As to the machine you outlined below, I was actually hoping to see such a box replace the Mac Pro this year. The technology is there to do so. Granted Intel has some interesting technologies up their sleeves that could make for a better box in 2013-2014. For example if they get their new 3D memory modules on line. In any event we could easily be talking another 12 month wait here and that would mean that very stable hardware will be in the hands of the competition for that period of time.
I really think Apple blew it big time with this screw up. At the very least they should have done something with the other desktop machines to demonstrate that they have a clue with respect to desktop user needs.

The timeframe of late 2013 makes me think this will be the big overhaul. While Ivy Bridge Xeons would be due at that point, I really don't think it would be wise of Intel to bother with Ivy Bridge Xeons. They have 22nm already so they might as well jump right to the Haswell architecture.

• **Excerpted data**
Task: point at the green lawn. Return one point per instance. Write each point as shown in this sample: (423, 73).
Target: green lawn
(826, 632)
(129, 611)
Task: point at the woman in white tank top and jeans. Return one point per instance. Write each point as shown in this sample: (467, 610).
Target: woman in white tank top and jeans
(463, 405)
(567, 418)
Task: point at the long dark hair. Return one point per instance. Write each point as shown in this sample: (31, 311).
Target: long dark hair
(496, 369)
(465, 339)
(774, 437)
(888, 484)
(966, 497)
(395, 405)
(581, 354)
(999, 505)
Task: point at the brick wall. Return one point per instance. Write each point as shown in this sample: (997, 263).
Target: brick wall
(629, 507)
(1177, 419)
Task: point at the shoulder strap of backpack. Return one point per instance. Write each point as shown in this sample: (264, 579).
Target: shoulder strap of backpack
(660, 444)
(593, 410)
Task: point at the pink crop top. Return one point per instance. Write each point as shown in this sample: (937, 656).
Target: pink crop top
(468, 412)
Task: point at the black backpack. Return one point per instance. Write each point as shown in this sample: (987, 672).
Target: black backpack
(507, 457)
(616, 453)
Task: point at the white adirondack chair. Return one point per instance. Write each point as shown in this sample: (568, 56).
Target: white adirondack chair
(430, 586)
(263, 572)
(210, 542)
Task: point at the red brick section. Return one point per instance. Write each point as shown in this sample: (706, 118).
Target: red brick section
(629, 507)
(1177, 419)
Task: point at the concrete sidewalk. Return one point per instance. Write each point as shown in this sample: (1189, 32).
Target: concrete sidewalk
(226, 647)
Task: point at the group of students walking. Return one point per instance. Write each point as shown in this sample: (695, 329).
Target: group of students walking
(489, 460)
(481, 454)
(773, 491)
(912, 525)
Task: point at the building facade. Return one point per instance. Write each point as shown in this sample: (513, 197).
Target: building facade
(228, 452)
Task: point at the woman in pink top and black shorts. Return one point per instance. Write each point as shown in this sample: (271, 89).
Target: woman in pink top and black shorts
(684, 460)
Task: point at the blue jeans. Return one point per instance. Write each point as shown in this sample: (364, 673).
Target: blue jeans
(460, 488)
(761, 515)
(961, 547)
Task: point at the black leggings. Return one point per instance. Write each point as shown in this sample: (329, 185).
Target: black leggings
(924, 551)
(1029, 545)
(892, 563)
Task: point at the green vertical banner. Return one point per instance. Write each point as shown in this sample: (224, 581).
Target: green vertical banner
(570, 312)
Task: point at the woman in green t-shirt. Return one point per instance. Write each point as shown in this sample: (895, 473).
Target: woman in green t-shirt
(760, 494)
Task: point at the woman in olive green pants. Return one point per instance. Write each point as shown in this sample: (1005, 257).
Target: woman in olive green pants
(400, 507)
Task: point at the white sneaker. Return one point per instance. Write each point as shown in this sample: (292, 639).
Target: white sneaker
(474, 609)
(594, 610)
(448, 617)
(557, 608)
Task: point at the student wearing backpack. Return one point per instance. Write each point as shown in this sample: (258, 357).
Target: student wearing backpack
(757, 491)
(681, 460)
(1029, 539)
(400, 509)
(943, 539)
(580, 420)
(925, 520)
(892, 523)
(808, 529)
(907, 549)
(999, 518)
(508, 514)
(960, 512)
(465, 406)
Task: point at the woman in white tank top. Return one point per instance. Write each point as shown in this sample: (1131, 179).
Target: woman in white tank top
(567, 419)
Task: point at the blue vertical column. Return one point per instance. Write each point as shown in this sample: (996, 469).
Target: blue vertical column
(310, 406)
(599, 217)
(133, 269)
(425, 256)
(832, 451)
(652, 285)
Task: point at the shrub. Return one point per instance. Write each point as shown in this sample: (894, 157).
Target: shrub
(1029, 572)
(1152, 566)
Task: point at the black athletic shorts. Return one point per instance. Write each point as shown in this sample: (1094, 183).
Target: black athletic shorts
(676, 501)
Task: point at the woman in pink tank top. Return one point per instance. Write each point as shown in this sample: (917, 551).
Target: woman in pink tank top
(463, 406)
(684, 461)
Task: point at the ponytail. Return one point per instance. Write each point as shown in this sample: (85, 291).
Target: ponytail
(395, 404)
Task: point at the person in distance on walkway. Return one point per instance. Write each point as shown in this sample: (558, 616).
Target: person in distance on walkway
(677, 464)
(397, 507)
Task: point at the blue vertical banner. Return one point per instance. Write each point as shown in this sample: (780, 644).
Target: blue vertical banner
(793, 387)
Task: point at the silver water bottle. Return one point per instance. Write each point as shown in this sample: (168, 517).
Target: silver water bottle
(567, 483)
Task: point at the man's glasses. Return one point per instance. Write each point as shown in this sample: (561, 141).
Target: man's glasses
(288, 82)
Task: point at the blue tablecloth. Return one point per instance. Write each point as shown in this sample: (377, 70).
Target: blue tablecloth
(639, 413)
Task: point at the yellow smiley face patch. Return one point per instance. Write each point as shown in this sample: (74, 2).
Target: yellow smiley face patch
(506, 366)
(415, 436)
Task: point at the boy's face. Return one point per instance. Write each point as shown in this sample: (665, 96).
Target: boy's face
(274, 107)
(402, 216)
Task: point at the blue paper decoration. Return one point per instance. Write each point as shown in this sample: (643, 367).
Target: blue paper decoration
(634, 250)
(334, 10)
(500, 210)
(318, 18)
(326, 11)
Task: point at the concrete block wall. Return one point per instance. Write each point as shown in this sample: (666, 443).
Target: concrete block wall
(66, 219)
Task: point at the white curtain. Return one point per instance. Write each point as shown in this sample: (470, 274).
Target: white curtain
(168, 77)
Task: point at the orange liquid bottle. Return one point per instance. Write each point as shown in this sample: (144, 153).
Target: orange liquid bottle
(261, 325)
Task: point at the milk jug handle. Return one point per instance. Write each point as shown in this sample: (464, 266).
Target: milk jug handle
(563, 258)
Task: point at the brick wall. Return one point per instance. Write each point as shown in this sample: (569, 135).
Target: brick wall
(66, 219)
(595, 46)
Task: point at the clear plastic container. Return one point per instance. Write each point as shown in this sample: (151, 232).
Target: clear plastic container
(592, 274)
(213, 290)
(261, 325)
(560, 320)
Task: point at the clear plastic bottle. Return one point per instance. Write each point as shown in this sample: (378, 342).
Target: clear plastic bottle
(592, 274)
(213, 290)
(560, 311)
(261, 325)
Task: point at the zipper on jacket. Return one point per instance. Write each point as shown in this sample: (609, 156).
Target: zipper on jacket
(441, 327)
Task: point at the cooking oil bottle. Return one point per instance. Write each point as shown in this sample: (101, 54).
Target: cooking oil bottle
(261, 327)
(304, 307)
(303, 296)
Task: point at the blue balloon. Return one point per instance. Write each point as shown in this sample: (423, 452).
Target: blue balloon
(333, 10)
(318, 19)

• **Work to be completed**
Carry on the post about the Mac Pro and Intel's Xeon plans, starting right after its last sentence.

• **Output below**
10-core/20-thread single CPU, 8" Cube design, 512GB SSD blade, 3x platter bays, fast GPU only upgradable from Apple using HSA architecture, 6x Thunderbolt ports 20Gbps each, 4x RAM slots (up to 64GB RAM), Thunderbolt daisy-chaining for compute sharing CPUs and GPUs.
No way they'd wait 3 years and build another giant box.
Your points are very valid. However the issue with the GPU is more complicated I'm actually expecting the next machines to have the GPU integrated right on the motherboard. It is the only way to move technology and performance foreword. We can only hope that the GU isn't to dated.
By the way form the software development standpoint having a fixed GPU for a specific model is a huge advantage. It means time spent on optimization is less likely to got to waste.

I am not sure why anyone cares at this point. The Mac Pro is two years old and Apple is asking their customers to wait another year? 
If you are running a business that uses Mac Pros and the professional software that goes along with it, it is time to start thinking about Windows. For all we know, Apple's new Mac Pro will be the hardware equivalent of FCP X. If history is any indication, we will still get a limited selection of GPUs and they will likely be out of date. We won't have a choice either, it will be whatever manufacturer Apple decides to go with, ATI or Nvidia.
And after the next one comes out, how long will the next hardware update take? 12 months? 18? 24? Why any professionals would invest in such a platform is beyond me.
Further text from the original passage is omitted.